* PROBLÈMES À RÉSOUDRE
a. D'après l'article sur le procès KB Lux, de quand date la jurisprudence Antigone de la Cour de cassation ?
b. Poursuivez l'article sur le procès KB Lux en reprenant après sa dernière phrase.

* SOURCE
• • • •
Ce n’est pas fini

Terminé le procès KB Lux ? Sauf surprise, l’affaire devrait aller en appel. Côté politique, il est temps de tirer les conclusions du fiasco dans les principaux dossiers de grande fraude fiscale.

C’est un grand jour !  » s’est réjouie Me Michèle Hirsch. Les avocats des banquiers inculpés dans le procès KB Lux savourent leur victoire. Il y a de quoi… Dans cette première manche judiciaire, ils ont triomphé sur toute la ligne. Le véritable enjeu de ce procès devant le tribunal correctionnel de Bruxelles était moins de savoir si les banquiers allaient être condamnés que de déterminer si les 2 995 pièces à l’origine du dossier sont entrées légalement dans la procédure. Le juge Hendrickx, dont le professionnalisme est très largement reconnu au palais de justice de Bruxelles, a tranché. Net. Il pointe les  » graves déloyautés  » dans l’enquête. Son arrêt est cinglant pour les enquêteurs et même pour le parquet. Un arrêt sans appel, serions-nous tentés de dire. Et pourtant.

Les suites judiciaires

A l’heure où nous bouclons cette édition, impossible de savoir si le parquet fera appel de la décision du président Hendrickx. Il paraît cependant inconcevable que le ministère public, qui a défendu la recevabilité des poursuites, s’arrête à ce stade de la procédure. Au parquet général de Bruxelles, on semble d’ailleurs ne pas vouloir entendre parler de cette éventualité. Ce serait s’infliger un second camouflet.

D’autant que, si la fameuse jurisprudence dite  » Antigone  » de la Cour de cassation n’a pas été suivie en première instance, il peut en être autrement au niveau de la cour d’appel. Explication : en principe, des documents volés, comme c’est le cas dans le dossier KB Lux, ne peuvent être pris en compte par la justice, car il s’agit d’une pratique déloyale. Mais la récente jurisprudence Antigone (10 mars 2008), davantage appliquée pour l’instant par les juridictions néerlandophones, nuance les choses : le juge ne doit pas nécessairement écarter une preuve recueillie de manière irrégulière si la gravité des infractions à sanctionner est bien plus importante. Dans le dossier KB Lux, on parle d’une fraude de 400 millions d’euros.
• • • •
* MATÉRIEL FOURNI

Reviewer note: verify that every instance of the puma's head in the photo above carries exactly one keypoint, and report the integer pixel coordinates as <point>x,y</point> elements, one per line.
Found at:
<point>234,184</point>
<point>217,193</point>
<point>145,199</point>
• • • •
* RÉPONSES PAR EXERCICE
a. Elle date du 10 mars 2008.

b.
Une décision en appel peut s’avérer très différente de celle rendue en première instance. C’est le principe même du double degré de juridiction.  » Souvenez-vous du procès Kirschen, au milieu des années 1990 !  » prévient un magistrat de la cour d’appel de Bruxelles. Deux agents de change anversois étaient accusés d’une fraude fiscale de 5 milliards de francs. En première instance, le tribunal avait déclaré les poursuites irrecevables : selon lui, le juge d’instruction avait ordonné une perquisition en dehors de sa saisine. Ce premier jugement avait fait grand bruit. Mais le ministre de la Justice de l’époque, Melchior Wathelet (ex-PSC), avait fait pression sur le parquet pour qu’il interjette appel. In fine, la cour d’appel a condamné les deux prévenus à de lourdes peines de prison.

Les suites politiques

Hasard du calendrier judiciaire ? L’arrêt KB Lux est tombé le même jour que la décision du tribunal de commerce de Bruxelles qui a débouté les petits actionnaires de Fortis, défendus par Me Modrikamen, face à la grande banque. Même si l’on ne peut que s’incliner devant ces décisions de justice, la pilule est difficile à faire avaler par l’opinion publique, surtout en ces temps de récession. D’autant qu’on ne peut que constater le  » systématisme  » avec lequel les grands dossiers de fraude fiscale de ces deux dernières décennies (KB Lux, Beaulieu, QFIE, Cash-companies) ont échappé, jusqu’ici, à toute sanction. Pour la plupart, il n’y a même pas eu procès. Or des centaines de millions d’euros sont en jeu.

Le monde politique devra forcément en tirer, un jour, les conclusions. Dans ce contexte, les recommandations de la commission d’enquête parlementaire sur la grande fraude fiscale constituent une opportunité exceptionnelle. Lesquelles se concrétiseront en textes de loi ? Dans quels délais ?  » L’égalité face à l’impôt est un défi démocratique aussi important que celui du procès équitable « , souligne un juriste de l’administration fiscale.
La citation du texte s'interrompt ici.